Stored data entries:
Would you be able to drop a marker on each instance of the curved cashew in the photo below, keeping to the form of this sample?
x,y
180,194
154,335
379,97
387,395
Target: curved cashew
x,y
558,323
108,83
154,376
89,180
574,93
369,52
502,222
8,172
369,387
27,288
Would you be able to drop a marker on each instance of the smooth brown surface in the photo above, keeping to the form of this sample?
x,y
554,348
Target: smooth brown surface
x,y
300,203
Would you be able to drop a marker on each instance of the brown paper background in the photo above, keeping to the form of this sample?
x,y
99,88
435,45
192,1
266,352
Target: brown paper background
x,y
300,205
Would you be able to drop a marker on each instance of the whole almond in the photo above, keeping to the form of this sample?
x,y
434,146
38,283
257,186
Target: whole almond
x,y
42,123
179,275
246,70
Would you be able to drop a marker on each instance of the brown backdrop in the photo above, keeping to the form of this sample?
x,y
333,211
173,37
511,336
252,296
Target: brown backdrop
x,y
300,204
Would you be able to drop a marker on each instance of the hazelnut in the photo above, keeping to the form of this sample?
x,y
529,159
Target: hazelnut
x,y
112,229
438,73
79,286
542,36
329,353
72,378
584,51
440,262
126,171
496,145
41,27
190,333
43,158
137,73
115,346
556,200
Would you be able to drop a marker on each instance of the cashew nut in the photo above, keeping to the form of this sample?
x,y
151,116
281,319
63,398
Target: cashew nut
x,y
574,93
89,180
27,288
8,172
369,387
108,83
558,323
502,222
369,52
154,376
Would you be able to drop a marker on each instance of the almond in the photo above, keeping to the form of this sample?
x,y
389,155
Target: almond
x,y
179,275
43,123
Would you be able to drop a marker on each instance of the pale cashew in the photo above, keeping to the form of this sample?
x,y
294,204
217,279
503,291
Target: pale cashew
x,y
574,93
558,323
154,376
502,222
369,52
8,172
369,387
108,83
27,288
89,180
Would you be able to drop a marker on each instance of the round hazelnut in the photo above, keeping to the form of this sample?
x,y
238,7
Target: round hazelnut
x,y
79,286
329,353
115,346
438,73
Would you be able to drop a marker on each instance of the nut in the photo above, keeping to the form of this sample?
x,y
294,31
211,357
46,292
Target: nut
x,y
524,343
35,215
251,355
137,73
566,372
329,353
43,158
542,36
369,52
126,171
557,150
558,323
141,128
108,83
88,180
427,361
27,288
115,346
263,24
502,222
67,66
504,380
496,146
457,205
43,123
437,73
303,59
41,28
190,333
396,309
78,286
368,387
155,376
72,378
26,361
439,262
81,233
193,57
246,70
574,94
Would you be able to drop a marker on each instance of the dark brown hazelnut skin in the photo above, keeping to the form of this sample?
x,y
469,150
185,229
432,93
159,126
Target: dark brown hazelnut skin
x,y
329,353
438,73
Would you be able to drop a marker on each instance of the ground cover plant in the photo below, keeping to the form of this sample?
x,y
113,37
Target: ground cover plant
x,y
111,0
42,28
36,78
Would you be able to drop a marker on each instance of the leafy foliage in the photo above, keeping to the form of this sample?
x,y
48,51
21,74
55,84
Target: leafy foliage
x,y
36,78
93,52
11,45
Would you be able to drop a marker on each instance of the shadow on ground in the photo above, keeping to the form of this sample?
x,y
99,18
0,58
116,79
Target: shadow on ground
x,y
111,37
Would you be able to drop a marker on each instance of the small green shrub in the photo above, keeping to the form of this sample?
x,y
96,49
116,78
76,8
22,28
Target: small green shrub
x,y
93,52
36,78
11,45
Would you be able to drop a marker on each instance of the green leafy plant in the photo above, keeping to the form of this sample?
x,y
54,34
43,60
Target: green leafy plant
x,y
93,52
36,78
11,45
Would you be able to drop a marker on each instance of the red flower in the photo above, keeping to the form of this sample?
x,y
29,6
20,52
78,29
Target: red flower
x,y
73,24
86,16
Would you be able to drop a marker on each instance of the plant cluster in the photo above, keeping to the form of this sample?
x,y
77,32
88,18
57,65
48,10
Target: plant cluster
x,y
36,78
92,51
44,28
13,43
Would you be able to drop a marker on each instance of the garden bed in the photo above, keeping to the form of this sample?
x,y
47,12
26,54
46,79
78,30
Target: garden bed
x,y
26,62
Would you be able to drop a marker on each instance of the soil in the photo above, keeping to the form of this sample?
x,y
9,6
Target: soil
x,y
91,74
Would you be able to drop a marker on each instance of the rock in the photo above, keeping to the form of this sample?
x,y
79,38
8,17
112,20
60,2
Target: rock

= Exercise =
Among the entries, find each line that includes the string "below" and copy it.

= Written reply =
Would you be able to drop a marker on each instance of the curved cashew in the photo below, keeping to the form of this sample?
Would you be able to drop a marker on each instance of the ground cover plant in the photo below, keeping to the form of this sample?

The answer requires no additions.